::: Document

This project aims to implement two bilingual dictionaries (English-French and German-English) in an on-line context sensitive comprehension dictionary. It presupposes that a user has a text on an electronic medium (e.g. CD-ROM) that s/he wants to read. Clicking on a word will display a context dependent translation and on request, background information (up to the full dictionary entry) in the user's mother tongue. The system will reveal if the word is part of a multi-word idiom and will select the appropriate translation depending on the syntactic context.

The classical bilingual dictionaries will be turned into comprehension dictionaries designed for English students of German, French students of English or any people with a limited understanding of the foreign language. Bilingual dictionaries have traditionally been dominated by the requirement of people either composing in the foreign language, or translating into or out of it. Thus, the emphasis of the project is on the process of adapting existing bilingual dictionaries for foreign language comprehension, developing a user interface and on evaluating the user's response to comprehension tools that are integrated in their normal working environment (e.g. word processor).

::::::

-- Exercise directions --
Carry on the text about the comprehension dictionary project from its last sentence. The data after this text is separate material.

::: Supplied entries

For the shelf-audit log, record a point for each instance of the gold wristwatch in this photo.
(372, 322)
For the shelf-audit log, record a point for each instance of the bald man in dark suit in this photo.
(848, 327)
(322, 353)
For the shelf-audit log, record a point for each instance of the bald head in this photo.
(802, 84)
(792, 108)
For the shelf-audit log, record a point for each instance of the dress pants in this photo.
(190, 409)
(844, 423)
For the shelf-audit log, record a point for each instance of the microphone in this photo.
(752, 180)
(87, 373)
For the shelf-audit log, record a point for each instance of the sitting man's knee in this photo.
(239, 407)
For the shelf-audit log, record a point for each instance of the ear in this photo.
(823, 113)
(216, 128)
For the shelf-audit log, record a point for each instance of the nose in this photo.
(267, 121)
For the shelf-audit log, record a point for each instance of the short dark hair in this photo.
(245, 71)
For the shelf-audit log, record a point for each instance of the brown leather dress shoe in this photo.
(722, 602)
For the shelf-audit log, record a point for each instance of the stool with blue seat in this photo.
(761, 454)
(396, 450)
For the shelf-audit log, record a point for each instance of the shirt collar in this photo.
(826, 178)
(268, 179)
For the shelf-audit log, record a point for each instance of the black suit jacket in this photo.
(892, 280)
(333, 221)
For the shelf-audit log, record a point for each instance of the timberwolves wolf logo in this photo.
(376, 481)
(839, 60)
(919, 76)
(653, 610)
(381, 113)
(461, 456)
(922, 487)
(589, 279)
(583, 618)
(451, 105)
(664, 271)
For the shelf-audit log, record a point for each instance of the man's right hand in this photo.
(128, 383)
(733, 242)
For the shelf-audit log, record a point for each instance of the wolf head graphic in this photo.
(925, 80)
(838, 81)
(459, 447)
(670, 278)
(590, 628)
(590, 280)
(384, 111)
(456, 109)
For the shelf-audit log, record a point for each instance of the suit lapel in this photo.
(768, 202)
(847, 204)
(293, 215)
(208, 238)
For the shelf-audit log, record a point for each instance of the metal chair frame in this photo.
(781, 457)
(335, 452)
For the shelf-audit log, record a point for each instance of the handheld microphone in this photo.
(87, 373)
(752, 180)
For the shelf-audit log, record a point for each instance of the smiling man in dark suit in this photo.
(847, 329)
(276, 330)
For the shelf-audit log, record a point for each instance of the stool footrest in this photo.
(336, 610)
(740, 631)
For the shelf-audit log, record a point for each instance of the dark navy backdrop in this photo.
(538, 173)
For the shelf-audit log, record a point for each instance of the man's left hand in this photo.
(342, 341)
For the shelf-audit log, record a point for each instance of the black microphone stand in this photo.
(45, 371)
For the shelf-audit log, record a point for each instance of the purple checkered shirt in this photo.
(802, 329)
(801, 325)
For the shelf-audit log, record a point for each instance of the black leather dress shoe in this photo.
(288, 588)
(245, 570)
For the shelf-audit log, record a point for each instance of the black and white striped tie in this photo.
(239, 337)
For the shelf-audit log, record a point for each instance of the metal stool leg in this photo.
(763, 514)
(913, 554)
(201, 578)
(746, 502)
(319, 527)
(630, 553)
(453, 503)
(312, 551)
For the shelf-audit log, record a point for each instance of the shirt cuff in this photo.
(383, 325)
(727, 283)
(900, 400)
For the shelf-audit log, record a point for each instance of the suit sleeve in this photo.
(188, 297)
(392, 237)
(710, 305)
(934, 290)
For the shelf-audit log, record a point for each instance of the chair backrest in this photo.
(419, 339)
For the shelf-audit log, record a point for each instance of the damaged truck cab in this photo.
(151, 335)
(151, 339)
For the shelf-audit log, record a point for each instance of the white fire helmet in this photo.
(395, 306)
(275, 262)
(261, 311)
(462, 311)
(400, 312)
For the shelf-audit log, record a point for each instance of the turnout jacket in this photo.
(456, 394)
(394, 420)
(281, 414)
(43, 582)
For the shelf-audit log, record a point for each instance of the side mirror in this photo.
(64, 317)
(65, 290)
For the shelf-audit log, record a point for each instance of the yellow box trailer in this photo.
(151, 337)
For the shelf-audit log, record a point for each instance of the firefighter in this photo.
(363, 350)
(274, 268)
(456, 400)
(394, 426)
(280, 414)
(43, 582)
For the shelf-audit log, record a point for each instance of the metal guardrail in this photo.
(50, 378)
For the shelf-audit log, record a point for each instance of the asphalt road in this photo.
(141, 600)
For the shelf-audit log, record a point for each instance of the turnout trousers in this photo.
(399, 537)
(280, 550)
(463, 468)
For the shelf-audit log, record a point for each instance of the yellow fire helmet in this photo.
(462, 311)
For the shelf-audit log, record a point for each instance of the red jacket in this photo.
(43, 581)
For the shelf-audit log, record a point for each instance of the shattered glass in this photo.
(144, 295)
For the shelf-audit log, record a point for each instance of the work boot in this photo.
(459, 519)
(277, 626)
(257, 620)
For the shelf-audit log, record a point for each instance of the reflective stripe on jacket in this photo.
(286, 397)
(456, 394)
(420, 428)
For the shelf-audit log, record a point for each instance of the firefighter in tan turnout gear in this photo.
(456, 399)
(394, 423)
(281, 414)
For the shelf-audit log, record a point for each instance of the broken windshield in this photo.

::::::

-- Result below --
A prototype of the system envisaged, called LOCOLEX, is already under development by the coordinator. The Compass project will improve this prototype through performance tuning, adding of the German-English language pair, adapting it to the specific needs of comprehending a foreign language and implementing a user interface that integrates LOCOLEX in the user's environment. Hence the consortium is aiming to attain the following objectives:

1. Specification of the features necessary in bilingual comprehension dictionaries,
2. Development of methods to analyse and evaluate existing bilingual on-line dictionaries and to adapt them,
3. Validate the methods applied to existing dictionaries, English-French (Oxford-Hachette) and for German-English (Oxford-Duden),
4. Design and implement a user interface that integrates LOCOLEX into the user's working environment,
5. Evaluate and test the system with users reading foreign language texts.

Approach and Methodology

The project is founded on the insight that recent advances in parsing technology may have made it possible for the look-up device itself to detect relevant features of a word's or phrase's syntactic context. At the same time, significant-sized dictionaries can now be stored in a hand-held or lap-top device. Hence this could support a display of what is being read and a context-sensitive system to look up unknown words and phrases. The system could keep a useful record of what the reader needed to look up, and hence may wish to review or memorise.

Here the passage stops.